Intervention program fights COVID learning loss
Published 1:05 pm Friday, October 15, 2021
The Lafayette County School Board has approved the continuation of Mission Acceleration, a program that combats the learning loss due to the COVID-19 pandemic.
“We know that schools are doing every single thing they can possibly do to overcome hurdles and challenges caused by COVID and continue to do so through the pandemic, but we are aiming to come alongside teachers, schools and community partners,” said Program Director Ashley Sheils.
This past summer, Mission Acceleration launched using COVID relief funding to provide intense tutoring through regular face-to-face lessons, evidence-based reading interventions, an extensive digital library, and meaningful connections with role models.
The program is designed to provide high quality instruction and accelerate reading achievement for 1,000 children in Mississippi from kindergarten through fifth grade in Oxford, Tupelo, Starkville, Hattiesburg, Vicksburg, Jackson and Long Beach.
“We specifically intended to work with communities that already have coalitions and partnerships in place to really boost reading achievement,” said Sheils. “June was our first go at seeing this grant come to life.”
Mission Acceleration worked alongside L.O.U. Reads, a coalition consisting of local organizations and community leaders dedicated to ensuring all children in the Lafayette County, Oxford and University of Mississippi communities read proficiently by the end of third grade.

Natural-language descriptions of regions

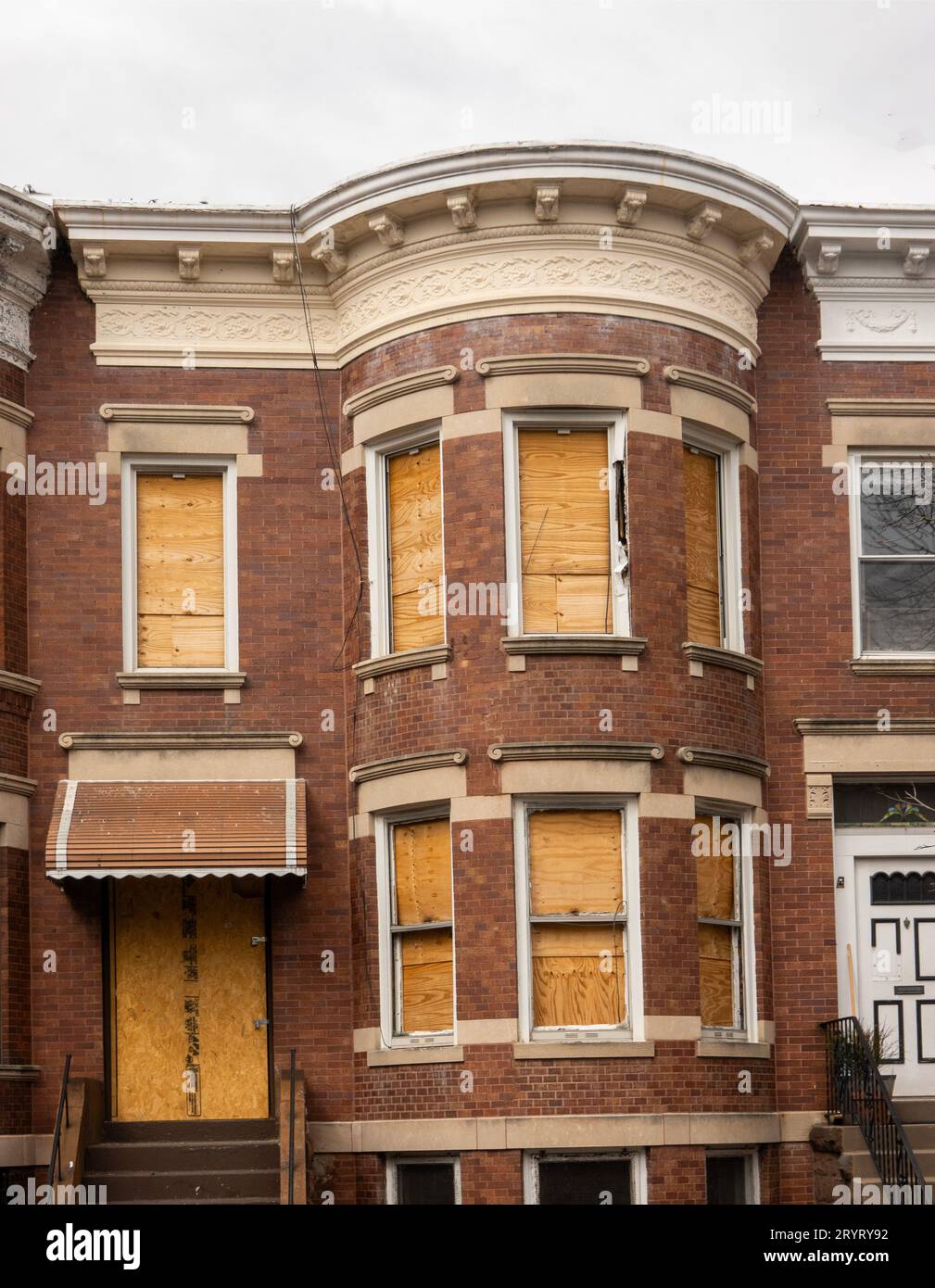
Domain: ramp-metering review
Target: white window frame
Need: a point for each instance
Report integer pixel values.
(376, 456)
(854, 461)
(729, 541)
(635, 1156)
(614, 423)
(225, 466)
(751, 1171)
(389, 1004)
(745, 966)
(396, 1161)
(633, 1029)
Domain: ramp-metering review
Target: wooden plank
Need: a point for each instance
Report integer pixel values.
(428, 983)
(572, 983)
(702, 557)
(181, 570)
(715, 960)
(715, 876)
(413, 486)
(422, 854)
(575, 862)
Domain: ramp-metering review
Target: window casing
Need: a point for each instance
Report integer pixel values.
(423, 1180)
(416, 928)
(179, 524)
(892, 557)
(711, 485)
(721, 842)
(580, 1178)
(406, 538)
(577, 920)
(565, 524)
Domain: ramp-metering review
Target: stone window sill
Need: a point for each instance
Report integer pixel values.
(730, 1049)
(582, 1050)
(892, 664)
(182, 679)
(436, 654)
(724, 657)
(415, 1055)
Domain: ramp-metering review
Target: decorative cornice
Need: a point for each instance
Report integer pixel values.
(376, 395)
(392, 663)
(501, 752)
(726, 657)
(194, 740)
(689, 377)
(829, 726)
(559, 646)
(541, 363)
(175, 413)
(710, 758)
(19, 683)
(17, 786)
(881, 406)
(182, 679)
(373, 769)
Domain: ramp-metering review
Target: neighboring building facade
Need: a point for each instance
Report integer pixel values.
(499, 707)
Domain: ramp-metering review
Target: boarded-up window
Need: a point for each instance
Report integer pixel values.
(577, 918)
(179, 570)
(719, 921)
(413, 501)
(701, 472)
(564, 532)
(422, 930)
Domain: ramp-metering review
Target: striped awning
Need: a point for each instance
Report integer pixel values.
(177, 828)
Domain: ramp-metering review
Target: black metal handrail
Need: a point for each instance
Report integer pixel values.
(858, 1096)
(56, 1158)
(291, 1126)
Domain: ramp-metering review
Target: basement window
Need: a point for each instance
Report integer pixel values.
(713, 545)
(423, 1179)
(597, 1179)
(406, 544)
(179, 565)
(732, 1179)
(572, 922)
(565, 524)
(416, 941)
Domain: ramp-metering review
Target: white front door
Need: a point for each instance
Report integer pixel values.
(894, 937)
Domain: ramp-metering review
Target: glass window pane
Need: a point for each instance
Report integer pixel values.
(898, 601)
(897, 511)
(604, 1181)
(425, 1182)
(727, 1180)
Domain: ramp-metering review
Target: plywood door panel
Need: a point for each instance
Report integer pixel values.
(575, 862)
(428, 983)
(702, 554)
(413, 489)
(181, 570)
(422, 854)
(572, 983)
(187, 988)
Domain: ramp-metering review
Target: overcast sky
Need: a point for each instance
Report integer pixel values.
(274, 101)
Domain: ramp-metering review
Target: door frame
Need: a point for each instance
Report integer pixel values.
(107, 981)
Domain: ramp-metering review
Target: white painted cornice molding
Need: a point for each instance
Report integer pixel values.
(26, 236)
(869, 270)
* * *
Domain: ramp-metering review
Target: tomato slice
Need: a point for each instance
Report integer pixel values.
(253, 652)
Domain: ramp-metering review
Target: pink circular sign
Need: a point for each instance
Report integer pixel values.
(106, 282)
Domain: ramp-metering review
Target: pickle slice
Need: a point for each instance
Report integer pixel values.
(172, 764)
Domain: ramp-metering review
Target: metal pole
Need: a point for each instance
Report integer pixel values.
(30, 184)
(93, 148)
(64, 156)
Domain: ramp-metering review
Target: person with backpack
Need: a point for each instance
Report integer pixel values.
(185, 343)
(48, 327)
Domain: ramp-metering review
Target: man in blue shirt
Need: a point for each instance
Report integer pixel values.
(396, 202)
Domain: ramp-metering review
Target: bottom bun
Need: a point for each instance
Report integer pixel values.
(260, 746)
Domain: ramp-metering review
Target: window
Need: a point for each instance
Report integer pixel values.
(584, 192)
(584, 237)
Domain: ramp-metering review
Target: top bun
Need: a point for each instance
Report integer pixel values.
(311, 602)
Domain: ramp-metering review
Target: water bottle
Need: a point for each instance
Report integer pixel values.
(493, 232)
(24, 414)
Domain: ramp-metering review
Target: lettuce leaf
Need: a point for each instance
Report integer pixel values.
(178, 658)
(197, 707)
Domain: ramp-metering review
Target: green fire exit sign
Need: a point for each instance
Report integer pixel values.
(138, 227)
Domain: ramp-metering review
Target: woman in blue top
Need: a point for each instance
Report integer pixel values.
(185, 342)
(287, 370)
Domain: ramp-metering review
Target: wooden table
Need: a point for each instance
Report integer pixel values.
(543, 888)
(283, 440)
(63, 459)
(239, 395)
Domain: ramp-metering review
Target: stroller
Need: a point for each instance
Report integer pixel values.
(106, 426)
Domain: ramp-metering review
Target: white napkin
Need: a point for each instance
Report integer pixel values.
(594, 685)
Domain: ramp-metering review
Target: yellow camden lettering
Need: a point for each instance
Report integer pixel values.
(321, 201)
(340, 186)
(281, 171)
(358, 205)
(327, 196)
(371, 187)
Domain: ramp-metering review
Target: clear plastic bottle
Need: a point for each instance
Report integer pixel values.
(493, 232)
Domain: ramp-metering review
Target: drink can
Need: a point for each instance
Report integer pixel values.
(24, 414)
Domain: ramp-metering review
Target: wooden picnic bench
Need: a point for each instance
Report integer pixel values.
...
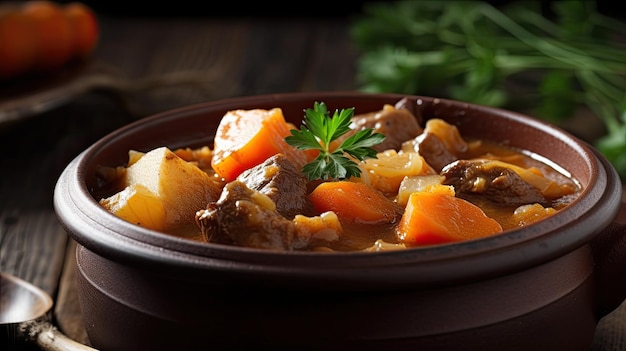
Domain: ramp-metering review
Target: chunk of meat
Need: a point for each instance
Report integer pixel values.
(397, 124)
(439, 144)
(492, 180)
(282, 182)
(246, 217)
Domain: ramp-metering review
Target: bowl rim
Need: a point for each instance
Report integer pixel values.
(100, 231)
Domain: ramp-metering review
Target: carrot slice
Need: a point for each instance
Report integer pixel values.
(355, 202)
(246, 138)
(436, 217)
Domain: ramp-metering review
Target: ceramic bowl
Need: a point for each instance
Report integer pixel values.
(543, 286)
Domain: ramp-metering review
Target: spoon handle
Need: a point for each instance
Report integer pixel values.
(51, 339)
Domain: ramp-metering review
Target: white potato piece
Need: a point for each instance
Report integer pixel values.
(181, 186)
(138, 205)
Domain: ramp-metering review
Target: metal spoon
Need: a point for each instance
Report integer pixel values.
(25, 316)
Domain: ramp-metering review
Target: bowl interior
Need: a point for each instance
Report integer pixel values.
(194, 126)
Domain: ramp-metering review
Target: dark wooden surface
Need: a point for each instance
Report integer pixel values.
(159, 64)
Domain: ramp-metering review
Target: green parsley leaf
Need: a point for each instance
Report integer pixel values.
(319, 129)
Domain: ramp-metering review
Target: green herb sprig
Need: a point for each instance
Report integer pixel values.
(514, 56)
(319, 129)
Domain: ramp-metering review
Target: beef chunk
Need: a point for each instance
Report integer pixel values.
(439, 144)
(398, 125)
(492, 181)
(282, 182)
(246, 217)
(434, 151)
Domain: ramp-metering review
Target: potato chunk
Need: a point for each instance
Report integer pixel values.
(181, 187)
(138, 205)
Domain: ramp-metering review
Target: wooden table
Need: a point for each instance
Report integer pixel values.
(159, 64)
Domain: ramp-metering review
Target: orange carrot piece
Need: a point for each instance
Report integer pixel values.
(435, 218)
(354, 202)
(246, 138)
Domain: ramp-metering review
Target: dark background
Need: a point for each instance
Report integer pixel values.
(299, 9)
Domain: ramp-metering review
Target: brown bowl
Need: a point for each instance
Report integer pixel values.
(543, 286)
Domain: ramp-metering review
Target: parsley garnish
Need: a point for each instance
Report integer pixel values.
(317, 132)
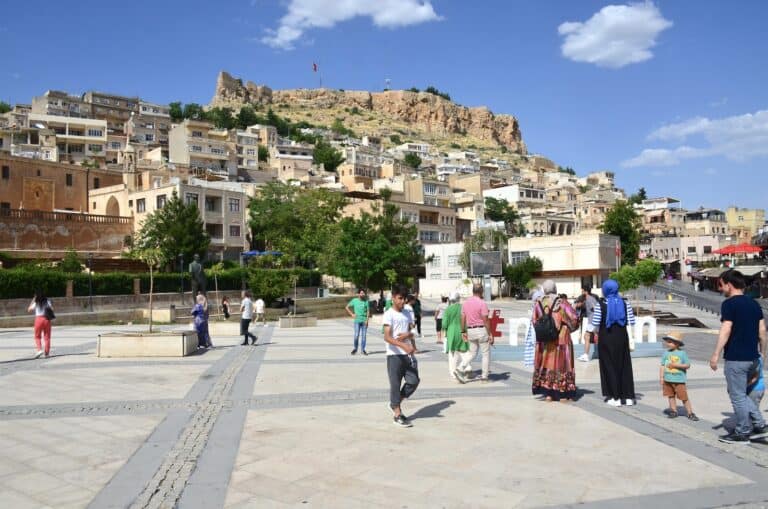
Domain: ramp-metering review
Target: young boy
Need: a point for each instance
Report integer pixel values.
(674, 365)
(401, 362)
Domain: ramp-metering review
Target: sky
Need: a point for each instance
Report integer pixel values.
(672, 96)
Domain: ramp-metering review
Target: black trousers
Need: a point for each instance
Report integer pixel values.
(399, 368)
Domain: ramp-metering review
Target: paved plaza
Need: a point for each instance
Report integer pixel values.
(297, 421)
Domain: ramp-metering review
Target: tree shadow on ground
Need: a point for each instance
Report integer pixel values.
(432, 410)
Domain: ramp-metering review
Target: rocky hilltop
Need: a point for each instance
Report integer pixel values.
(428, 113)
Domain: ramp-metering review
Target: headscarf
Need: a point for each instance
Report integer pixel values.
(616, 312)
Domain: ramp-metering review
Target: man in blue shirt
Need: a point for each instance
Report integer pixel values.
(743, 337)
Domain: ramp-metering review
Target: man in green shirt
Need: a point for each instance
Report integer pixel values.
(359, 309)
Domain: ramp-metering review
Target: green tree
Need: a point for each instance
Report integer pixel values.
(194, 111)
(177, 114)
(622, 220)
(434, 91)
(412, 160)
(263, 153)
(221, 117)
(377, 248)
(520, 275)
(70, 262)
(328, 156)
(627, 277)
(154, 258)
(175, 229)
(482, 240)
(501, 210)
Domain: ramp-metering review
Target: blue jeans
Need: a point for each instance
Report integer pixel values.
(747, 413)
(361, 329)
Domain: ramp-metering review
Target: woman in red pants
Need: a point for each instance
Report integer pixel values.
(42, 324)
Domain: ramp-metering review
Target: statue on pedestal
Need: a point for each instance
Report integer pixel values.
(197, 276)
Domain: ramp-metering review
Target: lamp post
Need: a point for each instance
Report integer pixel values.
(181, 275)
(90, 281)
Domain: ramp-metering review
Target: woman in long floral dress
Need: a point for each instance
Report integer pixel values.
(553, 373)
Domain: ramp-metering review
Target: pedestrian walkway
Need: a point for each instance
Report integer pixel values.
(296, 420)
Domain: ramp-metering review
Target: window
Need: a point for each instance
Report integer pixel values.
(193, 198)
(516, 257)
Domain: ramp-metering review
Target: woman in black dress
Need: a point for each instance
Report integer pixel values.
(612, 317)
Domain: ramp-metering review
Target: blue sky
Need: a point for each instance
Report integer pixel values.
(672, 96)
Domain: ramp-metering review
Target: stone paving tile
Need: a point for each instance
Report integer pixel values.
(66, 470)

• **Required action**:
Can you rewrite everything in the Mission Acceleration article from "This past summer, Mission" down to "with role models.", putting "one-on-one tutoring" where "intense tutoring" appears?

• **Written response**:
This past summer, Mission Acceleration launched using COVID relief funding to provide one-on-one tutoring through regular face-to-face lessons, evidence-based reading interventions, an extensive digital library, and meaningful connections with role models.